* [Estratto della pagina]
▼▼▼

Nel mondo di oggi non ci sono solo i martiri uccisi dalla violenza fondamentalista. A un missionario può capitare di morire anche in un Paese cattolicissimo e per un altro motivo: la difesa dei diritti degli ultimi. È la storia di padre Fausto Tentorio, missionario del Pime, ucciso nelle Filippine il 17 ottobre 2011 a causa del suo impegno a fianco dei manobo, la locale popolazione tribale.

Martire per la giustizia, ma – nello stesso tempo – martire di una periferia dimenticata del mondo di oggi, dove in nome della sete di materie prime dell’economia globale si continua a uccidere chi, schierandosi dalla parte dei poveri, “crea problemi”. Questo libro racconta la storia di padre Fausto e le tante opere che ha lasciato dietro di sé nell’Arakan Valley.

▲▲▲

* [Domande sul materiale]
[1] Indica se ciascuna affermazione concorda con l'estratto su padre Fausto Tentorio, rispondendo sì o no e citando le parole del testo che lo stabiliscono: (a) padre Fausto Tentorio fu ucciso nelle Filippine nel 2011; (b) la sua morte fu causata dalla violenza fondamentalista; (c) il libro descrive le opere che lasciò nell'Arakan Valley.
[2] Scrivi il seguito dell'estratto su padre Fausto Tentorio, partendo subito dopo l'ultima frase riportata.

* [Dati seguenti]
▼▼▼

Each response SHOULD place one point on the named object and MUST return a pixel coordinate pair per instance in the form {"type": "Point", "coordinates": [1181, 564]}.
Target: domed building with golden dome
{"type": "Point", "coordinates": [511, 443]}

▲▲▲

* [Risultati delle consegne]
[1]
(a) Sì: «ucciso nelle Filippine il 17 ottobre 2011».
(b) No: «a causa del suo impegno a fianco dei manobo, la locale popolazione tribale».
(c) Sì: «le tante opere che ha lasciato dietro di sé nell’Arakan Valley».

[2]
Il sogno di un missionario che ha dato la vita per nutrire la sua gente. Fausto Tentorio, missionario del Pime originario di Santa Maria Hoè (Lecco), ha svolto per oltre trent’anni il suo ministero nelle Filippine al servizio dei più poveri. Ha difeso i diritti dei manobo, la popolazione tribale originaria dell’Arakan Valley, la cui sopravvivenza è minacciata oggi da interessi economici e conflitti sulla terra. Il 17 ottobre 2011 – a 59 anni – è stato ucciso da un killer davanti alla sua parrocchia. Ma le scuole e le tante altre iniziative da lui fondate ne continuano l’opera.

Giorgio Bernardelli è giornalista di Mondo e Missione e dei media del Pime (Pontificio Istituto Missioni Estere). Collabora con numerose testate tra cui il quotidiano Avvenire, il portale internazionale di informazione religiosa Vatican Insider e la Radio Vaticana.